_Material for the task_.
========

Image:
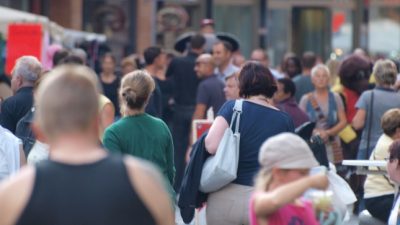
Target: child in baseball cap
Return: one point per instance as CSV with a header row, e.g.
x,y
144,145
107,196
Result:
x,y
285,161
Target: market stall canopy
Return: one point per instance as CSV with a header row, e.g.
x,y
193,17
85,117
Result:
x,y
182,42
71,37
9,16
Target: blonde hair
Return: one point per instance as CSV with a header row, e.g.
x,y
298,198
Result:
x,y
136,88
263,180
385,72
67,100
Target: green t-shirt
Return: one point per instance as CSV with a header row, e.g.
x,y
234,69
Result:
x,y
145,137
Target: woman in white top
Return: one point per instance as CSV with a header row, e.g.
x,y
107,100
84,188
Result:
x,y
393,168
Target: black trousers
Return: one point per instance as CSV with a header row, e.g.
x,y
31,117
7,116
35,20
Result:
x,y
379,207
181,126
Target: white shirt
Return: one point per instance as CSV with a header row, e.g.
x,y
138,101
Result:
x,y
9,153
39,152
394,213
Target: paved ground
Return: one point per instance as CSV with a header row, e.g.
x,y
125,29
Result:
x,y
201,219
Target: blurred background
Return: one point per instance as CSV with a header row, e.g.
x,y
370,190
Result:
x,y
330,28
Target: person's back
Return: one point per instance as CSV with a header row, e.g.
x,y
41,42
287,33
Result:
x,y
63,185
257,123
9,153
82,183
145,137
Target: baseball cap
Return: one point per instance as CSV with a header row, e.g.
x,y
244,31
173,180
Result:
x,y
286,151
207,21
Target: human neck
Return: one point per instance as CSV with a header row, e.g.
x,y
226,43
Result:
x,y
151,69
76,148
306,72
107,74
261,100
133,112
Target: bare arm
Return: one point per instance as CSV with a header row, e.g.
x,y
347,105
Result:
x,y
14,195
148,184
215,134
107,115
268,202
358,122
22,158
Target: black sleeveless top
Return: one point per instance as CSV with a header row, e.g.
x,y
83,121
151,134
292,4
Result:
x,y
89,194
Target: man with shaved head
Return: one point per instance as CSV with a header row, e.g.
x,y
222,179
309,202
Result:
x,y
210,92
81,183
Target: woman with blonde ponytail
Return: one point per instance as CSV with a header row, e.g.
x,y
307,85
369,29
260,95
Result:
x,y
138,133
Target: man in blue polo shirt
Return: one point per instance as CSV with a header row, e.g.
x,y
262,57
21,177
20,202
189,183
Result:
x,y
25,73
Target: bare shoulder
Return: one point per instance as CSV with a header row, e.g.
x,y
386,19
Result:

========

_Problem to solve_.
Set down all of the entries exactly as they appear, but keep the images out.

_Written response_.
Image:
Target: child in baseball cap
Return: one point per instance as CSV with a header row, e.g.
x,y
144,145
107,196
Result:
x,y
285,161
Target: market stall canopy
Return: one point per instance as CSV with a header row, e.g.
x,y
193,17
85,117
Result:
x,y
182,42
71,37
9,16
Target: blonde hair
Return: one point per instance as CSV with a header row, e.g.
x,y
298,198
Result:
x,y
136,88
263,180
385,72
67,100
Target: green t-shirt
Return: one point per instance as CSV with a header row, e.g.
x,y
234,69
Result:
x,y
145,137
Target: woman in white top
Return: one point per instance as CSV with a header row, e.g.
x,y
107,100
84,188
Result:
x,y
393,168
Target: black trousers
Return: one point per instance as CSV with a header row, e.g.
x,y
31,117
7,116
35,20
Result:
x,y
379,207
181,126
Target: white shirt
Return: one point per instance as CSV with a header row, e.g.
x,y
138,101
Result:
x,y
9,153
39,152
394,213
Target: paved ground
Return: one point per instance as CSV with a header row, e.g.
x,y
125,29
Result:
x,y
201,219
Target: blurred background
Return: one point per instance as CSV with a header row, e.g.
x,y
370,190
Result:
x,y
330,28
Target: person's back
Return: one point per instance as CSV with a header row, e.g.
x,y
41,42
287,33
Result:
x,y
63,185
257,123
9,153
82,183
145,137
Target: baseball cap
Return: one point per instance as CSV with a header row, e.g.
x,y
244,31
173,180
Result:
x,y
286,151
207,21
Target: human neck
Return: one point per instance as CSV with a header row, e.g.
x,y
226,43
Result:
x,y
151,69
76,148
306,72
107,74
261,100
133,112
Target: bare arm
Return: one point per instance as CSV with a header row, e.g.
x,y
347,105
Result:
x,y
14,195
148,184
215,134
107,115
268,202
358,122
22,158
Target: black sleeveless top
Return: one point per instance as CSV with a header row, e.g.
x,y
83,121
151,134
292,4
Result:
x,y
89,194
Target: man with shaved head
Return: one point per instance as CSV with a header row, e.g.
x,y
222,179
309,202
Result:
x,y
210,92
81,183
Target: woman with blonde ponytail
Return: one point per instance as CSV with a header row, e.g.
x,y
307,85
369,29
260,95
Result:
x,y
138,133
Target: man in blue polo shirt
Return: one point per instance as CSV with a header row, e.g.
x,y
262,57
21,177
20,202
189,183
Result:
x,y
25,73
Target: bare shoulder
Return: one point per instance as CSV with a header row, e.g.
x,y
386,19
Result:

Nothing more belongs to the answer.